Alıntı metin:
Özlenen Rehber Dergisi

12.Sayı

Halvet (uzlet, Çile) ve Celvet

Yakup YÜKSEL Özlenen Rehber Dergisi 12. Sayı
.....................................Tasavvufî Ahlak...................................


Halvet, lügatte yalnız kalma, yalnızlık, tenha yer, hamamın sıcak bir bölgesi, tenhalık, tenhaya çekilme, sevgiliyle baş başa olma, inziva, tek başına yaşamak, topluma karışmamak, terk-i dünya, itikaf demektir. Ne bir meleğin ne de herhangi bir kimsenin bulunmadığı bir halde ve yerde Hakk ile mânen konuşmak, ruhen sohbet etmek (İbn Arabî, Ta‘rifat); mâsivadan ilgiyi kesip tamamen Allah’a yönelmek ve kendini ibadete vermektir (Kâşânî).

Tasavvuf ıstılahında halvet, tarikata intisap eden sâlikin muayyen bir zaman sonra mürşidinin emri ve gözetimi altında insanlardan uzaklaşarak, tekkelerin çilehâne veya halvethâne adı verilen tenha, karanlık özel bir bölümünde inziva hayatı yaşaması, az yemek, az uyumak suretiyle devamlı ibadet ile meşgul olup kendini Hakk’a vermesidir.(1)

Veri kayıtları:
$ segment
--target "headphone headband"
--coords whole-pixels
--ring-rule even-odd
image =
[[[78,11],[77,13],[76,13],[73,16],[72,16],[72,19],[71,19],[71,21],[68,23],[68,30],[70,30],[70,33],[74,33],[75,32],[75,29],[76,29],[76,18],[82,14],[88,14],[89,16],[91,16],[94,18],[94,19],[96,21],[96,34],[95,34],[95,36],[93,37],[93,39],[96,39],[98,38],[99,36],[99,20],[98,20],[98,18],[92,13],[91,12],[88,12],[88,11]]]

Yazılı yönerge 1:
Halvet konulu metin aşağıdaki üç ifadeyi doğruluyor mu? Her biri için evet ya da hayır deyin ve kararı veren sözleri metinden aynen alıntılayın.
(a) Halvet sözlükte itikaf anlamına da gelir.
(b) Tasavvufta sâlik, halvete mürşidinden bağımsız olarak kendi isteğiyle girer.
(c) Tekkelerde halvet için ayrılan bölüm aydınlık ve kalabalık bir yerdir.
Yazılı yönerge 2: Halvet konulu metni son cümlesinden sonrasını yazarak sürdürün.
Öğelere bakmanız gerekmez.

Son cevap 1:
(a) Evet: "terk-i dünya, itikaf demektir"
(b) Hayır: "mürşidinin emri ve gözetimi altında"
(c) Hayır: "tenha, karanlık özel bir bölümünde"

Son cevap 2:
Halvet ve uzlet, aralarında küçük farklar olmasına rağmen yakın anlamlı kelimelerdir. Ancak uzlet daha genel, halvet ise daha özel anlamlıdır. Uzlet, halka karışmamak, onlardan ayrı yaşamak, günaha girmemek, daha çok ve daha ihlâslı ibadet etmek için toplumdan ayrılıp ıssız ve kimsesiz yerlere çekilmek, tek başına halkın arasından süresiz çekilip münzevî bir hayat yaşamaktır.

Uzlette süresi ve sebebi belli olmayan bir yalnızlık ve halktan uzaklaşma vardır. Halvetteki yalnızlık ise sürelidir. Halvet, safvet ehlinin bir sıfatı, uzlet ise vuslat ehlinin alâmetidir. Halvet, Allah Teâlâ’ya yakınlık için yapılırken uzlet, insanlardan uzaklaşmadır. Fakat tefekkürü olmayan uzlet ile zikri ve tezkiyesi olmayan halvet insana fayda sağlamaz.


Mutasavvıfların uzletten maksatları ihtiyaçtan fazla toplumda kalmamak, boş sözlerle zaman geçirmeyerek, boş zamanlarda bir kenara çekilerek ibadet ve tefekkürle zamanı değerlendirmektir. Fakat bazı dervişler ömür boyu toplumun dışında kalmışlar, çilehâne ve mağaralarda yaşamışlardır.(2)

Uzletin âdâbını Abdulkerim KUŞEYRÎ, Risâle’sinde şöyle beyan etmektedir: “Evvela şeytan vesvese ve desîse ile azdırmasın diye tevhîd akidesini sapasağlam muhafaza edecek ilimleri tahsil etmek, sonra işi muhkem bir esas üzerine bina etmek için farzları eda etmeye yarayan şer’î bilgileri öğrenmektir. Hakikatte uzlet, kötü huylardan ayrılmaktır. Uzletin tesiri vatandan ayrılmada değil, kötü vasıfları değiştirmede aranmalıdır. Bunun içindir ki, ‘ârif kimdir?’ sorusuna kâin ve bâin (birlikte ve ayrı) olan kimsedir. Yani zâhiren halk ile beraber bulunduğu halde mânen onlardan ayrı olan kimsedir” diye cevap verilmiştir.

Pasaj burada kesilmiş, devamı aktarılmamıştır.